Your objective: In the big O notation passage, rewrite the stretch from "Your function $f(n)$" through "but not tight).", swapping "most satisfied" for "most pleased".

Document passage:

== == ==

You cannot write $O(f(n)) = n^3$ or $O(f(n)) = \log n$ since this is a "syntax error". Big O notation is not symmetric, and can only be used on the right-hand side, or in a chain of inequalities $f(n) = O(g(n)) = O(h(n))$ (formally, this means $f(n) \in O(g(n)) \subseteq O(h(n))$).

Your function $f(n)$ satisfies $f(n) = \Theta(n^2)$, as well as $f(n) = \Theta(n^2 + 2n + \log n)$, $f(n) = \Theta(n^2 + n)$, $f(n) = \Theta(17n^2 + n/\log n + 5\log\log n)$, and many more. Regarding big O and big Omega, there are even more options, for example $f(n) = O(n!^2)$ and $f(n) = \Omega(1/n)$.

That said, when stating big Theta estimates, we are usually aiming for the simplest possible expression on the right, so in your case we are most satisfied with $f(n) = \Theta(n^2)$. With big O and big Omega, we are looking for both simplicity and tightness, which is why we would be most satisfied with $f(n) = O(n^2)$ and $f(n) = \Omega(n^2)$ ($f(n) = \Omega(\log n)$, for example, is simple but not tight).

== == ==

Record set:
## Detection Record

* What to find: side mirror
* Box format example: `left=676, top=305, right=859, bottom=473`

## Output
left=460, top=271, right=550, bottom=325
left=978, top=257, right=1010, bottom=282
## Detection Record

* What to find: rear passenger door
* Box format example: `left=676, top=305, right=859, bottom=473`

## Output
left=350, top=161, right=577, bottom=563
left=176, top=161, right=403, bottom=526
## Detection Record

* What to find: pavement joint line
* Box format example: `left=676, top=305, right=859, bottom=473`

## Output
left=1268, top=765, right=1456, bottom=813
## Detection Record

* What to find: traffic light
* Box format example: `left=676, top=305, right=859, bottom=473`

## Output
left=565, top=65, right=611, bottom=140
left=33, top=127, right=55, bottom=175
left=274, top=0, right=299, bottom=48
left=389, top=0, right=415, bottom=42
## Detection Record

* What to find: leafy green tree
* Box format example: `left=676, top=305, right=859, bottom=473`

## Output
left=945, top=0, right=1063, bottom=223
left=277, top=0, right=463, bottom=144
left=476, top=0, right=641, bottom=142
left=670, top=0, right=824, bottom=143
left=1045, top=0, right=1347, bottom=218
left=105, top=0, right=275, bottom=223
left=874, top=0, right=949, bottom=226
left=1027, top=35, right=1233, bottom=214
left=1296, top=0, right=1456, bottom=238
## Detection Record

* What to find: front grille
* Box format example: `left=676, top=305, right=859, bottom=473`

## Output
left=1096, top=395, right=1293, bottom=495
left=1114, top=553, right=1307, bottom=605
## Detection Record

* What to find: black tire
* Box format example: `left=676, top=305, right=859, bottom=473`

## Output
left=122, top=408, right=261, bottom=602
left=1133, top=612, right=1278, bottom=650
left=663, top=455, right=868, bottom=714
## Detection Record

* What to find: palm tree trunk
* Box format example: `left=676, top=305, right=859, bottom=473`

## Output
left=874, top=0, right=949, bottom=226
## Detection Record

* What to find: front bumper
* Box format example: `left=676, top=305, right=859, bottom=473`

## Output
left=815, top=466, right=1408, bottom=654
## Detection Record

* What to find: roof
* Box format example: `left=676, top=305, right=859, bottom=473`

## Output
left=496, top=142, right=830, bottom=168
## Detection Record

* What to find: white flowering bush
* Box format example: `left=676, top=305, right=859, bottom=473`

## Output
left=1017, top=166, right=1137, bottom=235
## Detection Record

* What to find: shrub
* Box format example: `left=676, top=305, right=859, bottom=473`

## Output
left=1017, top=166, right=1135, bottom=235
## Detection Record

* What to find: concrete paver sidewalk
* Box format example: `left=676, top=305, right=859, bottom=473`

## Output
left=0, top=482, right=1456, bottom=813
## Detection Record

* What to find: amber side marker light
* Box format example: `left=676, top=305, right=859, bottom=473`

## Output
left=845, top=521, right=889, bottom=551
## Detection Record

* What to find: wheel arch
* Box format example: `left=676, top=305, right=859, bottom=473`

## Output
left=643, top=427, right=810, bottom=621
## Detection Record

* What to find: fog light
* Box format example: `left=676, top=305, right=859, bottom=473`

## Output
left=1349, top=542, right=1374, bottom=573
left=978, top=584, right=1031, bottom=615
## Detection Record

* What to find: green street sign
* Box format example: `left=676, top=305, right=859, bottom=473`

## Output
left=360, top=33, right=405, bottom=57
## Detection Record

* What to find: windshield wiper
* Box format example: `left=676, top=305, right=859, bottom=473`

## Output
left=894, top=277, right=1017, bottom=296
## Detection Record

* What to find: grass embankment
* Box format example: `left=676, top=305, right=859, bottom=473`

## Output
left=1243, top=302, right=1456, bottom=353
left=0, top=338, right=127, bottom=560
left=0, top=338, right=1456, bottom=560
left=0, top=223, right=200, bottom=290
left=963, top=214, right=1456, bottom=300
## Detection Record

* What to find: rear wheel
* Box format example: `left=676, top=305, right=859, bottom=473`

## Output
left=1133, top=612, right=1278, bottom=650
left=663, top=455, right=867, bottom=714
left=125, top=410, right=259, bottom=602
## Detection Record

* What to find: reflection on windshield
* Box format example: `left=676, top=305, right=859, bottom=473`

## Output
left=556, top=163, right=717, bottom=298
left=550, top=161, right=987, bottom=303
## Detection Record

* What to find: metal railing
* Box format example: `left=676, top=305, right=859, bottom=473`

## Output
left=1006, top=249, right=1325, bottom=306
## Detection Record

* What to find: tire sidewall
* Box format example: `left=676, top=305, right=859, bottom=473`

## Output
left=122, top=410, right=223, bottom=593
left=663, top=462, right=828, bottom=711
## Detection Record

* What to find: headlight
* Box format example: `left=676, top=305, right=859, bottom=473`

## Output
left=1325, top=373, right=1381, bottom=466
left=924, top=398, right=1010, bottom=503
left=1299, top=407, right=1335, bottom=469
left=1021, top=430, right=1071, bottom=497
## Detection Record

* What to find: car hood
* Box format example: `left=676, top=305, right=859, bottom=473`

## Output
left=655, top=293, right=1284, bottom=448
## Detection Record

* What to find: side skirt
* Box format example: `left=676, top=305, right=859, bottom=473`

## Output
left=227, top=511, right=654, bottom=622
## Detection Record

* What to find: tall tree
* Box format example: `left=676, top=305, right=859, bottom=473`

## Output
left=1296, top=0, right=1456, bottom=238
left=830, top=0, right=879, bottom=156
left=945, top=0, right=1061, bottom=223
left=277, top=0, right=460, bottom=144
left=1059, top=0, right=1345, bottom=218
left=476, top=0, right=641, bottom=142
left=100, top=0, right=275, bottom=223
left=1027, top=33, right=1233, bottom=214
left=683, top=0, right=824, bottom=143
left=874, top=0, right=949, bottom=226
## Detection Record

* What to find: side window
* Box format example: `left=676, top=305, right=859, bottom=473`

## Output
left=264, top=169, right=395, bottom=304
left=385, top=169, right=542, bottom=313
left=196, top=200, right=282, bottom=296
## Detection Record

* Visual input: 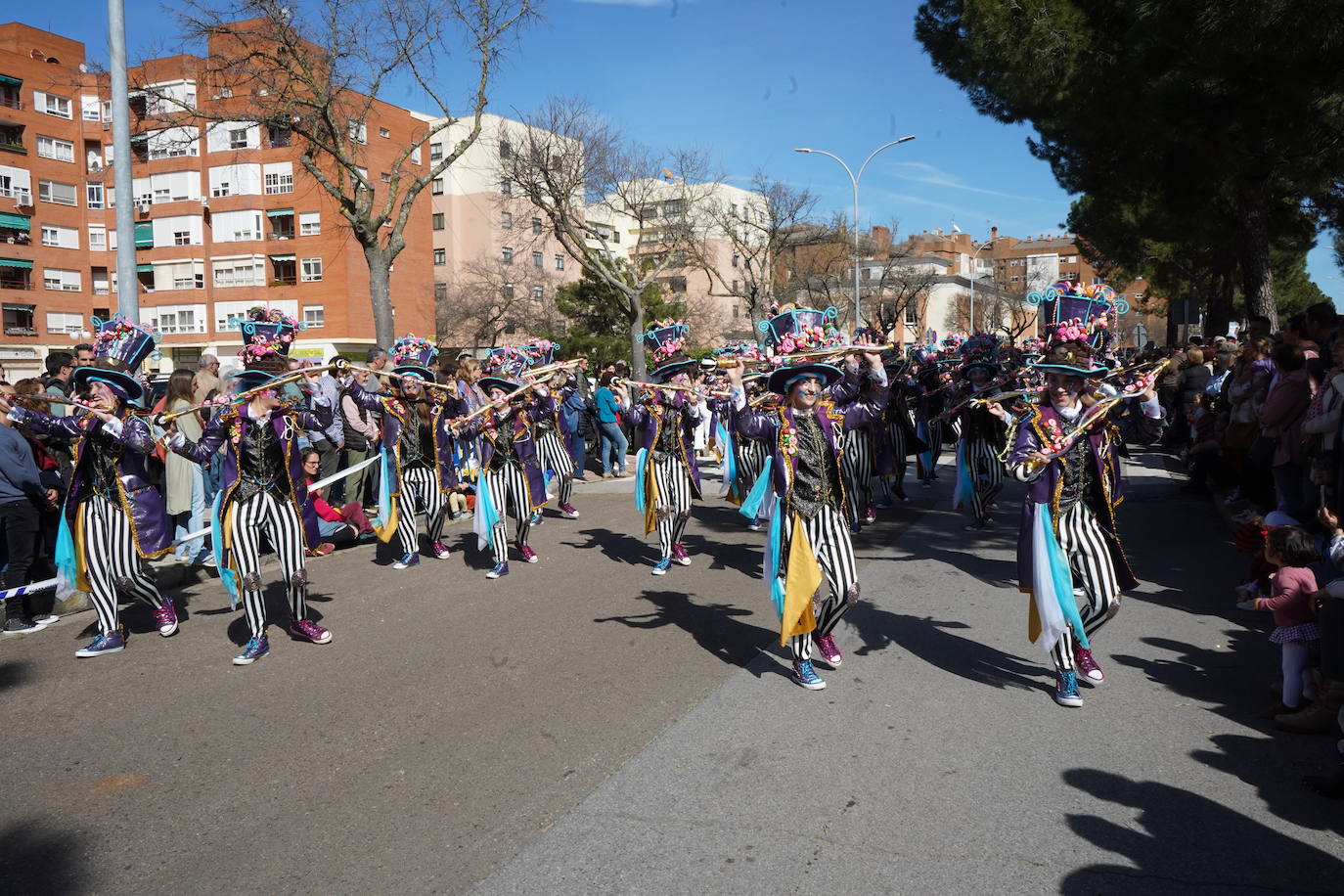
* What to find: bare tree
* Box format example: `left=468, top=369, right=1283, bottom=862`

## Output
left=139, top=0, right=540, bottom=345
left=499, top=97, right=715, bottom=378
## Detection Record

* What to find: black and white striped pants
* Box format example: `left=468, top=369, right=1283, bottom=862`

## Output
left=396, top=465, right=448, bottom=554
left=780, top=507, right=859, bottom=661
left=1051, top=501, right=1120, bottom=672
left=79, top=494, right=161, bottom=634
left=536, top=429, right=574, bottom=504
left=840, top=429, right=873, bottom=524
left=650, top=456, right=693, bottom=558
left=965, top=439, right=1004, bottom=519
left=226, top=489, right=308, bottom=638
left=481, top=462, right=532, bottom=562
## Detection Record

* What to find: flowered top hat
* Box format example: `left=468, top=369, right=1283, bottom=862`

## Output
left=1027, top=281, right=1129, bottom=377
left=71, top=314, right=157, bottom=402
left=392, top=334, right=438, bottom=381
left=644, top=318, right=694, bottom=382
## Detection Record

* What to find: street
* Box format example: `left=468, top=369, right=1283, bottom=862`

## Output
left=0, top=453, right=1344, bottom=896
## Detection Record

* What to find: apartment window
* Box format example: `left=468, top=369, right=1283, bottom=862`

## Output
left=37, top=180, right=75, bottom=205
left=37, top=134, right=75, bottom=161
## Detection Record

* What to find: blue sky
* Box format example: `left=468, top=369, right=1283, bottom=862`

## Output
left=18, top=0, right=1344, bottom=307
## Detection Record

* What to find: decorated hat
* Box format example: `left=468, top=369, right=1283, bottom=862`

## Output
left=71, top=314, right=157, bottom=402
left=392, top=334, right=438, bottom=381
left=1027, top=281, right=1129, bottom=377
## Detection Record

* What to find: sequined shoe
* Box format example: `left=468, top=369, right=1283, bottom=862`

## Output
left=234, top=634, right=270, bottom=666
left=155, top=598, right=177, bottom=638
left=789, top=659, right=827, bottom=691
left=1055, top=669, right=1083, bottom=706
left=1074, top=648, right=1106, bottom=681
left=75, top=629, right=126, bottom=657
left=285, top=619, right=332, bottom=644
left=812, top=633, right=844, bottom=669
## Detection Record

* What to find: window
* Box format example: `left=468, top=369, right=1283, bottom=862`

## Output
left=37, top=180, right=75, bottom=205
left=262, top=161, right=294, bottom=197
left=42, top=267, right=80, bottom=292
left=37, top=134, right=75, bottom=161
left=32, top=90, right=74, bottom=119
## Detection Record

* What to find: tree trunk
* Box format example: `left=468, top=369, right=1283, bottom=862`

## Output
left=1240, top=191, right=1278, bottom=331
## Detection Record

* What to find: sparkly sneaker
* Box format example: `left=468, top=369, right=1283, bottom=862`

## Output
left=1074, top=648, right=1106, bottom=681
left=1055, top=669, right=1083, bottom=706
left=285, top=619, right=332, bottom=644
left=789, top=659, right=827, bottom=691
left=155, top=598, right=177, bottom=638
left=812, top=633, right=844, bottom=669
left=75, top=629, right=126, bottom=657
left=234, top=634, right=270, bottom=666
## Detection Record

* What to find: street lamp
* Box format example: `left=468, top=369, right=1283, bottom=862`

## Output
left=793, top=134, right=916, bottom=331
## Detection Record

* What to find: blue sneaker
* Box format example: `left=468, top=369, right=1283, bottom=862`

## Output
left=75, top=629, right=126, bottom=657
left=1055, top=669, right=1083, bottom=706
left=789, top=659, right=827, bottom=691
left=234, top=634, right=270, bottom=666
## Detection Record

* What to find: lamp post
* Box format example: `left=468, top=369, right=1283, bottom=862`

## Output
left=793, top=134, right=916, bottom=331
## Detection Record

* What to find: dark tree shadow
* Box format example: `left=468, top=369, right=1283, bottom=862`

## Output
left=1059, top=769, right=1344, bottom=896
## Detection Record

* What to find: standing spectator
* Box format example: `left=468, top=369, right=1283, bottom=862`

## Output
left=164, top=370, right=213, bottom=565
left=191, top=355, right=219, bottom=404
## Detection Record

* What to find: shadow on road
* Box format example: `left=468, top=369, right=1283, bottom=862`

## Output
left=1059, top=769, right=1344, bottom=896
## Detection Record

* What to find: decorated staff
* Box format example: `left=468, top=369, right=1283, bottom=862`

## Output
left=168, top=320, right=335, bottom=666
left=729, top=322, right=887, bottom=691
left=344, top=334, right=467, bottom=569
left=450, top=352, right=546, bottom=579
left=630, top=320, right=704, bottom=575
left=0, top=314, right=177, bottom=657
left=1005, top=282, right=1161, bottom=706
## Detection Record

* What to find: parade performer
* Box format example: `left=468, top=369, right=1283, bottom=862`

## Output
left=629, top=320, right=707, bottom=575
left=166, top=320, right=335, bottom=666
left=989, top=282, right=1161, bottom=706
left=952, top=334, right=1008, bottom=532
left=449, top=360, right=546, bottom=579
left=344, top=334, right=467, bottom=569
left=729, top=309, right=887, bottom=691
left=0, top=314, right=177, bottom=657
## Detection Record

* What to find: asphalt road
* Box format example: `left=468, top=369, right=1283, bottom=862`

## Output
left=0, top=456, right=1344, bottom=893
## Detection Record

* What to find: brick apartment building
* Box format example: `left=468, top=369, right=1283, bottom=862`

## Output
left=0, top=22, right=434, bottom=378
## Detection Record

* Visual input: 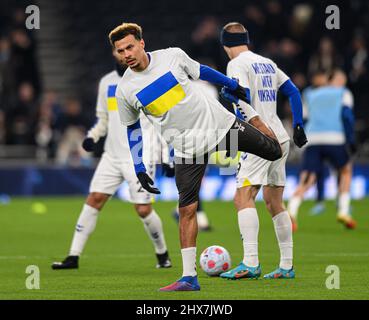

== == ==

Task solution:
Your function $f(n)$ satisfies $f(n) = \Theta(n^2)$, as well as $f(n) = \Theta(n^2 + 2n + \log n)$, $f(n) = \Theta(n^2 + n)$, $f(n) = \Theta(17n^2 + n/\log n + 5\log\log n)$, and many more. Regarding big O and big Omega, there are even more options, for example $f(n) = O(n!^2)$ and $f(n) = \Omega(1/n)$.

That said, when stating big Theta estimates, we are usually aiming for the simplest possible expression on the right, so in your case we are most pleased with $f(n) = \Theta(n^2)$. With big O and big Omega, we are looking for both simplicity and tightness, which is why we would be most pleased with $f(n) = O(n^2)$ and $f(n) = \Omega(n^2)$ ($f(n) = \Omega(\log n)$, for example, is simple but not tight).